* [Work order]: Retype exactly the lines of the material below, from the one containing "of the dense" through the last, with both ends kept.

* [Provided material]:
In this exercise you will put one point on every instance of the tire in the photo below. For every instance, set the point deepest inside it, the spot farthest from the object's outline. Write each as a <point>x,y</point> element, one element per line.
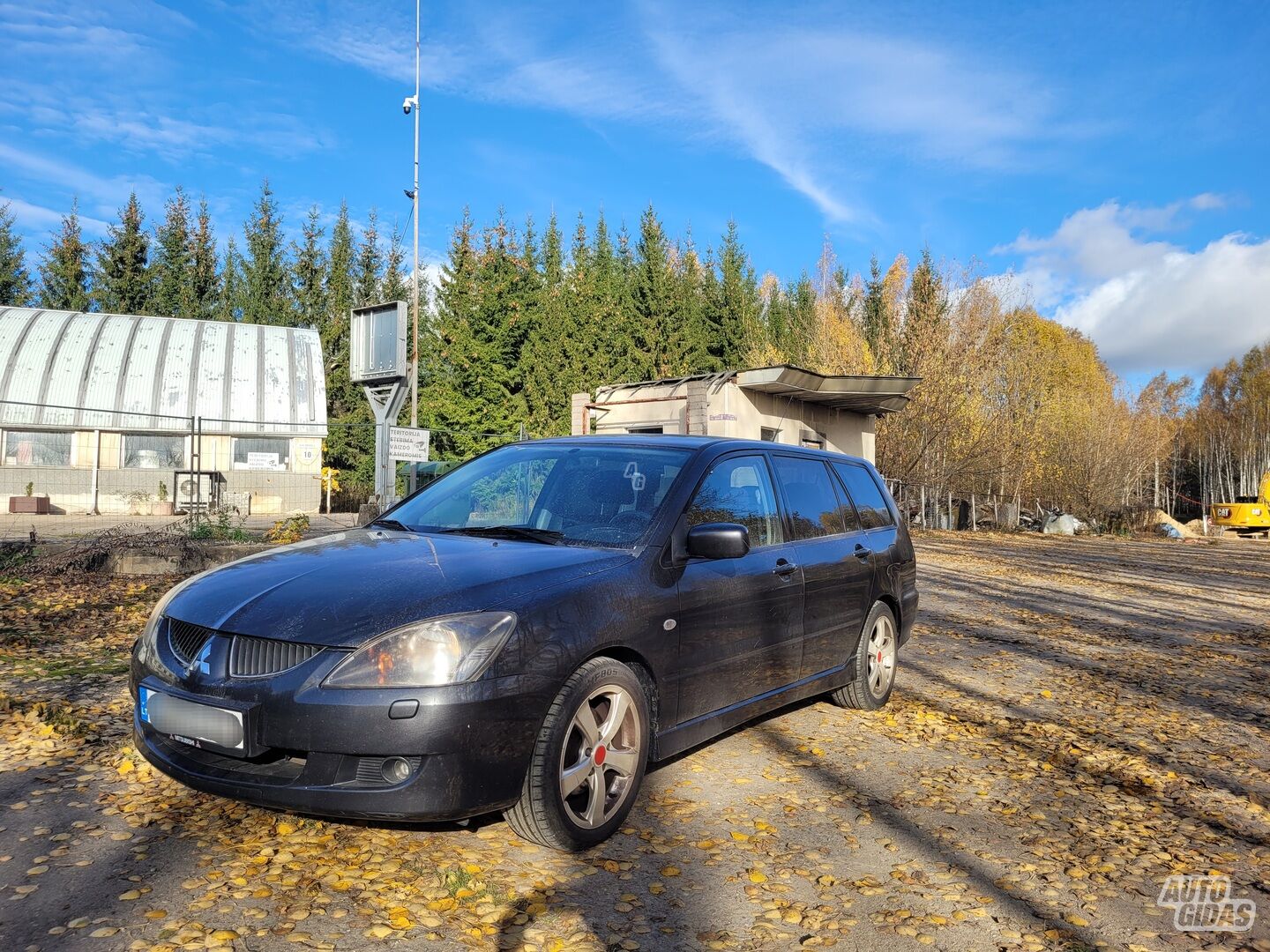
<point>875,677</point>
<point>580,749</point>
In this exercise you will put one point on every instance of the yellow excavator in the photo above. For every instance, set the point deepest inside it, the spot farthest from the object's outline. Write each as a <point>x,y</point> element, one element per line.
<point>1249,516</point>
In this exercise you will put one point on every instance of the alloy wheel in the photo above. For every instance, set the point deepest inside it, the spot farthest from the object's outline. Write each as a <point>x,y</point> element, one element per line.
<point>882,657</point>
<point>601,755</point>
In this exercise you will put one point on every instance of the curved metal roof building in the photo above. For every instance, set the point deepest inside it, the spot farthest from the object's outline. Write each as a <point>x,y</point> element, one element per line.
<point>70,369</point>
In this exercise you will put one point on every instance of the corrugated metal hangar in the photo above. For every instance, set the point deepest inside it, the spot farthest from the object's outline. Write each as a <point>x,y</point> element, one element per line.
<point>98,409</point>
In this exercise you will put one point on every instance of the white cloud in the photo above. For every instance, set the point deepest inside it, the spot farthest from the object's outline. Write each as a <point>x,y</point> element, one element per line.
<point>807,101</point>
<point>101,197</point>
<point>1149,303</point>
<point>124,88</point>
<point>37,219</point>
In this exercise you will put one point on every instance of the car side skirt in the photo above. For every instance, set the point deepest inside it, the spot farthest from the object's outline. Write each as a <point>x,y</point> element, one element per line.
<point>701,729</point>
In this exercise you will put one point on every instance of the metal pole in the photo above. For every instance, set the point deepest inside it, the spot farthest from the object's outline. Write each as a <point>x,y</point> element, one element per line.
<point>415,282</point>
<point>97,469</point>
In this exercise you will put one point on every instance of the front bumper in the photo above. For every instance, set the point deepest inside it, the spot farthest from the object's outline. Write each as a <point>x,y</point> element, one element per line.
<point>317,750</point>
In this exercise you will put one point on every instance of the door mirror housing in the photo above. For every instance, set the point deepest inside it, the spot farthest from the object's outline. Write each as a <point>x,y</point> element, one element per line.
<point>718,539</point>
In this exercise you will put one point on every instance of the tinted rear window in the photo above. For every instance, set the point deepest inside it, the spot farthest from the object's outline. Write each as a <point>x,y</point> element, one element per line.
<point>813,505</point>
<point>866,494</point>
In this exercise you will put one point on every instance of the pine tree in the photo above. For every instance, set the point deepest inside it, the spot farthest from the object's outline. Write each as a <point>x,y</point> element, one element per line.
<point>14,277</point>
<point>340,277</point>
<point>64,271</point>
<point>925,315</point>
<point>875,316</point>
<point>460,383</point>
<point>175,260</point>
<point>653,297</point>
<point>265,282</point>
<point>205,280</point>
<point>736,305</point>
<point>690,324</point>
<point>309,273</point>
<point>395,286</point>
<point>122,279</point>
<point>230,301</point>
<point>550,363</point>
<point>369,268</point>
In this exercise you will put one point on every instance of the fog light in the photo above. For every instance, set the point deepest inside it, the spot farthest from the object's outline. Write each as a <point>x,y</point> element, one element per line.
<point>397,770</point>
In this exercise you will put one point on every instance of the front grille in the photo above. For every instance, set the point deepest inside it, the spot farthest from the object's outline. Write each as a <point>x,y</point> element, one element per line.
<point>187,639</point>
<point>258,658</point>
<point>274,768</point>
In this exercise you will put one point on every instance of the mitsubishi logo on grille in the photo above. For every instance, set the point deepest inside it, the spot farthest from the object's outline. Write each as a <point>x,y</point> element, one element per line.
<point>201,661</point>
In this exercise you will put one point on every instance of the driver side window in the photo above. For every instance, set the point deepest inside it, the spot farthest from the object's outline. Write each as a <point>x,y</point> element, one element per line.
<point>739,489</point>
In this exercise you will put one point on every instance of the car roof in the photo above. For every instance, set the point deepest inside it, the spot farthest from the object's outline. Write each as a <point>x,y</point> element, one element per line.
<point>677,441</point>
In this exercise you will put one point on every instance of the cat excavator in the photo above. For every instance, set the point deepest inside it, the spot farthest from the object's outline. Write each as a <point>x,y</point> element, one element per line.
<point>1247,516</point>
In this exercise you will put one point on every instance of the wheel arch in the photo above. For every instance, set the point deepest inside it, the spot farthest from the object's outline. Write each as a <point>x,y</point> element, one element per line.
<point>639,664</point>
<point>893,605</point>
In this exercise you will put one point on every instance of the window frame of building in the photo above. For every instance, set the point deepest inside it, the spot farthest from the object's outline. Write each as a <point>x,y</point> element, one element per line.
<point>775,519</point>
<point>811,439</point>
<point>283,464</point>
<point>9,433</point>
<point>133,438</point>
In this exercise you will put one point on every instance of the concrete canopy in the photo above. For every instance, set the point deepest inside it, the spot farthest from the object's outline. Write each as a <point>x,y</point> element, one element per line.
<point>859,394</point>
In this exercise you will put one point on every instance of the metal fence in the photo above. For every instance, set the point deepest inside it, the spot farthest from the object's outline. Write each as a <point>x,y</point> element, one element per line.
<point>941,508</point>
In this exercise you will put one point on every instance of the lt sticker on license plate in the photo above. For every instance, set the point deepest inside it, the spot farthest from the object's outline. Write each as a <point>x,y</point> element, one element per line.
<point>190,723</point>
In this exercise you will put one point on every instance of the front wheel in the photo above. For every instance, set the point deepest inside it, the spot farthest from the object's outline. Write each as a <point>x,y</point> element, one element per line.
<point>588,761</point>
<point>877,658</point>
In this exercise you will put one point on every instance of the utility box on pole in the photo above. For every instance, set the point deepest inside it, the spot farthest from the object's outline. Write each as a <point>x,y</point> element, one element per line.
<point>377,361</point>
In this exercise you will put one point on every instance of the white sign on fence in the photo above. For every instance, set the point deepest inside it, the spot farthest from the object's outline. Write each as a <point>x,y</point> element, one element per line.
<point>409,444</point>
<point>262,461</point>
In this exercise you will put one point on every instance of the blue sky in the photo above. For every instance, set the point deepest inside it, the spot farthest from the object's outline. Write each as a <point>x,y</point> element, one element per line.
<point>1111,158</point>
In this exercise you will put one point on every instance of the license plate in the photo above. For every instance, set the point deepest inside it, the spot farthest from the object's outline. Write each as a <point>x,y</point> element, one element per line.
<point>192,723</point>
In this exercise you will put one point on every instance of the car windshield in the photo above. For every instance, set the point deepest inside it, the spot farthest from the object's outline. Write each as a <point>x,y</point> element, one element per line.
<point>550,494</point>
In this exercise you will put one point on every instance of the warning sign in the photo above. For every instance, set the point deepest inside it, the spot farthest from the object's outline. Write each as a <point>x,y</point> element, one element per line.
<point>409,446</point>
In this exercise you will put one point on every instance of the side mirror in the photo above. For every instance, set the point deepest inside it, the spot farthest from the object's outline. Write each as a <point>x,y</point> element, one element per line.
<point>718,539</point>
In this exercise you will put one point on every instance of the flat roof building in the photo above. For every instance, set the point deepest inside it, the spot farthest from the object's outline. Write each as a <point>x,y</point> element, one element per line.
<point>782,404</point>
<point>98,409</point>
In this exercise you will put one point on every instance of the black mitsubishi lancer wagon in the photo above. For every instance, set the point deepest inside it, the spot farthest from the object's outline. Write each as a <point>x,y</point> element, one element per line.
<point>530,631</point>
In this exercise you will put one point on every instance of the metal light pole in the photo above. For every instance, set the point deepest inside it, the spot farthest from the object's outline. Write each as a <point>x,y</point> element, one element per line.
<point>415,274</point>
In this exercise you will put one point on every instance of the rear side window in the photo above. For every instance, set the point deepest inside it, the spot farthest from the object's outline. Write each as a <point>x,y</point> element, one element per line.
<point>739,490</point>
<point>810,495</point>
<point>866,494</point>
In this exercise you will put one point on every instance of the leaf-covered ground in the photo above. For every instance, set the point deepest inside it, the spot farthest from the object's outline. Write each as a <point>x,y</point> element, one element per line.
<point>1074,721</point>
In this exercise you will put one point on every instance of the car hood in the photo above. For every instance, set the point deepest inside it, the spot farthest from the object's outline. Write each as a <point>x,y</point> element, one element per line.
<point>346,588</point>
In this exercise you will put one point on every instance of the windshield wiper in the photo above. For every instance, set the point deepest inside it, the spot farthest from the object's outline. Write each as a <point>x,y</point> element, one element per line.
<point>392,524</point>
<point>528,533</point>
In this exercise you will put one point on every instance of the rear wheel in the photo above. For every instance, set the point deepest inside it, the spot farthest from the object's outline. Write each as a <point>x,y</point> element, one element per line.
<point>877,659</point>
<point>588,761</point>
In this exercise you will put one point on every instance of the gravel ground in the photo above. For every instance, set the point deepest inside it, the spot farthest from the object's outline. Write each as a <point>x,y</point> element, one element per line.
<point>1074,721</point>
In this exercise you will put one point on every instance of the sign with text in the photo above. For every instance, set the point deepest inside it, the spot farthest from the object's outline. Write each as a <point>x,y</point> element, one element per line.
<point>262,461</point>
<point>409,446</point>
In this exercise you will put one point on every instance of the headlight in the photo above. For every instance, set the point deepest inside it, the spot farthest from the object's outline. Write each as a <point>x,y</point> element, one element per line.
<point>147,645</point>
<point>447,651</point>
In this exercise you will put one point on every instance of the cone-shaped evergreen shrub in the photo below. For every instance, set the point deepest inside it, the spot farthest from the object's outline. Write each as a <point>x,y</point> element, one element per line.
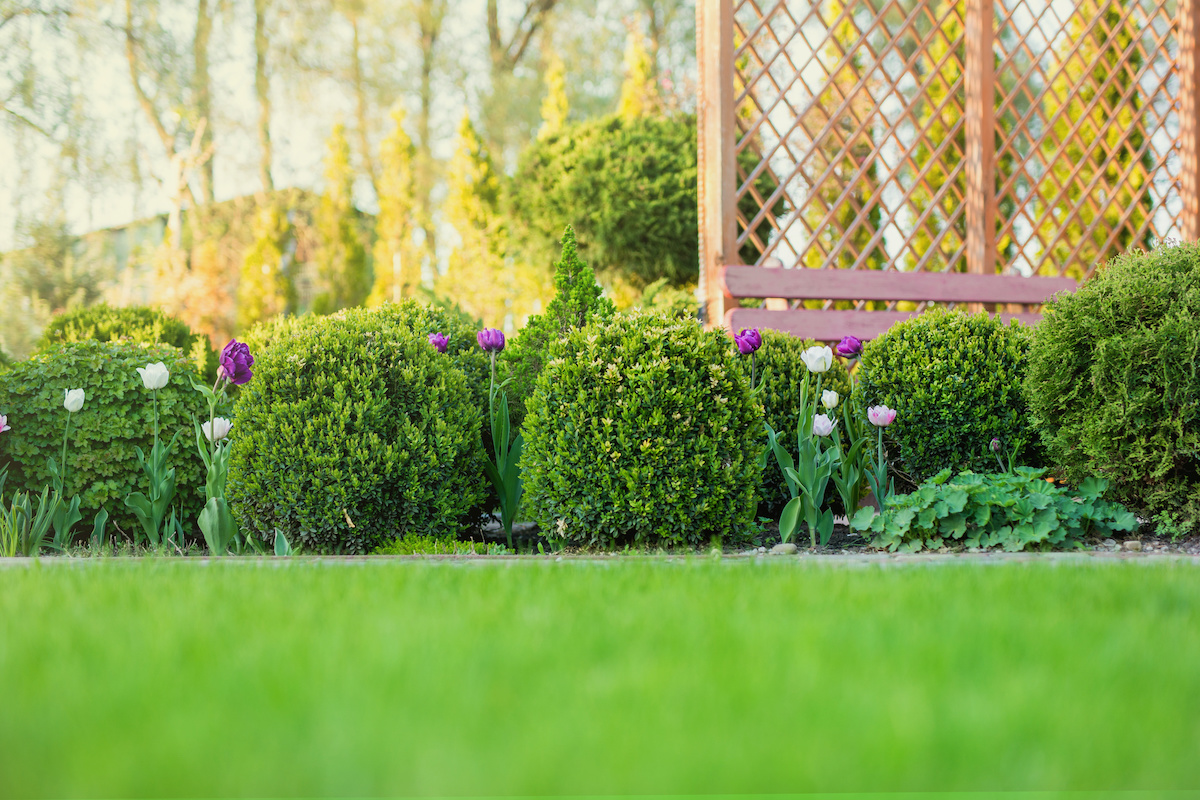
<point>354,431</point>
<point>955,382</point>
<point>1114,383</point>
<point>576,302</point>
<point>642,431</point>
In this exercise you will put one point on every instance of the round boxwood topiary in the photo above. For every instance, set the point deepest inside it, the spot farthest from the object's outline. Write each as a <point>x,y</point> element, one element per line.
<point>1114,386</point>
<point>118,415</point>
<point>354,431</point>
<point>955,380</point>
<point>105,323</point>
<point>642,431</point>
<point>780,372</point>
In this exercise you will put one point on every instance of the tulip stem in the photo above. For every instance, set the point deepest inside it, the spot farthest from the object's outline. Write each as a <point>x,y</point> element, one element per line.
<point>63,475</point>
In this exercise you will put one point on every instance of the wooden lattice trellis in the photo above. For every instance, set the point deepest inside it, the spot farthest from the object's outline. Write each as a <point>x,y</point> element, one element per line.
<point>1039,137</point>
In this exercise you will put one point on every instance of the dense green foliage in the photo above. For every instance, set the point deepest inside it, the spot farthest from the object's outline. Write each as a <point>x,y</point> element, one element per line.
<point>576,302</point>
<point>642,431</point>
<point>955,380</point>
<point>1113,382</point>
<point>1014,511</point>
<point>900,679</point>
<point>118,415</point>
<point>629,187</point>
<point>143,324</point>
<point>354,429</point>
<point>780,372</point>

* [Result for this exercise]:
In this exercise you will put one point on every instance of the dense green foliage in the photo above. For every instance, set the point deepest inside it, the spot farthest from the object's outline. Write each as a <point>x,y</point> element, one element per line.
<point>576,302</point>
<point>642,431</point>
<point>955,380</point>
<point>1113,382</point>
<point>1014,511</point>
<point>900,679</point>
<point>118,415</point>
<point>629,187</point>
<point>143,324</point>
<point>354,429</point>
<point>780,372</point>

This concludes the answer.